**REQUIRED ACTION 1**
In the piece about the marathon runner with the red mohawk, what city was he working in when the writer met him?
**REQUIRED ACTION 2**
Resume the piece about the marathon runner with the red mohawk, picking up right after its last sentence.

The runner already is attracting stares.
He is wearing $20 Walmart sneakers. He has a four inch red mohawk, which sprouts from his head like the feathers of an odd bird.
On this cool St. Louis morning, the other athletes wonder what he is doing at the starting line of a grueling 26.2 mile run.
Runner number 1023 can explain his presence in two words. Earlier he has printed the black letters on a simple white sheet of paper. Before he begins the long run, he poses for a picture with the paper in his hand. It reads: SANDRA MITCHELL.
Just days ago George sent me an email: “I promise to hold your name every race until you are cured.”
“Geo” might attract stares anywhere. His eyebrows are dyed the same color as his cherry Kool Aid mohawk. He has a ring through his nose. The holes in both his ears are so big, I easily could slide a tube of lipstick through them. But when I look at the picture he has sent to me, I see something else. Determination. Compassion. Honesty.
Geo and I met on my recent visit to New Orleans. He was working at “The Hard Rock Cafe” in The French Quarter. We stopped in to buy a souvenir and left with a lesson in humanity. In the four minutes it took for my daughter to look at the t-shirt selection, Geo listened to the story of my diagnosis and prognosis. “I’m a marathon runner,” he said proudly. “I’ll run in your name.” We hugged and went on our way. I never expected to hear from Geo again. But a few days later the picture was in my e-mail box with this message: “You inspire me to find strength to run harder.”
New Orleans, St. Louis, Detroit, Savannah, he’s running a marathon a week. In his marathon bag, he always carries the paper with my name on it.

**RECORDS SUPPLIED**
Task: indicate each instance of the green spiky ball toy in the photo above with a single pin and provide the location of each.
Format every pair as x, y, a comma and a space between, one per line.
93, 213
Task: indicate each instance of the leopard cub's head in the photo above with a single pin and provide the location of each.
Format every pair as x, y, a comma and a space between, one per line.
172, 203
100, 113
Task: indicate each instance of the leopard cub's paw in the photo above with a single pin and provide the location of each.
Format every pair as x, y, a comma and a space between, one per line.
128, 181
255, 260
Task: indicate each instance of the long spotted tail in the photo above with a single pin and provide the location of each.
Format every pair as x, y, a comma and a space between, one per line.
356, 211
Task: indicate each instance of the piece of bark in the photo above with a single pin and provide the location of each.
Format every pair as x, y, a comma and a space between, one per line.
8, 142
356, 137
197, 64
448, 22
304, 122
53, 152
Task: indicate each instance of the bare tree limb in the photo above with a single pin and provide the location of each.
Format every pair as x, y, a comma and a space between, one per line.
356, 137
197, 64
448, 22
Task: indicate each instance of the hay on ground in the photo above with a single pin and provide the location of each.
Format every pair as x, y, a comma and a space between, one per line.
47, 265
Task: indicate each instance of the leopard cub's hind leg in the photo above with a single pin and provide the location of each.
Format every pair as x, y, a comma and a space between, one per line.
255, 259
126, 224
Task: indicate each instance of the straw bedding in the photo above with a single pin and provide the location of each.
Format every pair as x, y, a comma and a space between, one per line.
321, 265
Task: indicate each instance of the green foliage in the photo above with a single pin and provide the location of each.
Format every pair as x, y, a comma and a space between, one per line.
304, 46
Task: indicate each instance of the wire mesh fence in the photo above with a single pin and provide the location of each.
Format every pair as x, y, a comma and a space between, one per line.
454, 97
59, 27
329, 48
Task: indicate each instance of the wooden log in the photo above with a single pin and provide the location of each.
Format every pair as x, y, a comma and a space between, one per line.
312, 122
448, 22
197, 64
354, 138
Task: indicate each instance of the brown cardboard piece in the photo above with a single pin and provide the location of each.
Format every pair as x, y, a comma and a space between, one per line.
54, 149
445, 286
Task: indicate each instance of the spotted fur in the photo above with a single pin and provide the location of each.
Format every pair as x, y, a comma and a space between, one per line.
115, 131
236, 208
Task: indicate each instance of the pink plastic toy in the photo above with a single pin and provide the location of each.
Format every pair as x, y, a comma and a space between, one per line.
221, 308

**EXPECTED ANSWER 1**
New Orleans

**EXPECTED ANSWER 2**
I struggle to understand why a stranger would do this for me. Cancer, I’ve learned, is a bigger cause that connects us all. He is simply one person reaching out to another. Geo also runs because right now, I can’t. The daily radiation treatments are beginning to take their toll. Some days the fatigue settles on my body like an unwelcome house guest. “Time for you to leave now I think, I want my old life back!”
I am only half way through my treatments, it is hard for me to see the finish line. But my support system now stretches across the United States, to a city that knows how to recover from devastation. Alone in the radiation tunnel, I imagine the sweet sounds of a New Orleans jazz trumpet, and Geo’s encouraging words: “When you have conquered this, we will do a marathon together.”
When I finally cross this finish line, I know my loved ones will be there to witness the accomplishment. In a crowd of thousands, I should be easy to find. I’ll be the one running hand in hand with the guy with the red mohawk.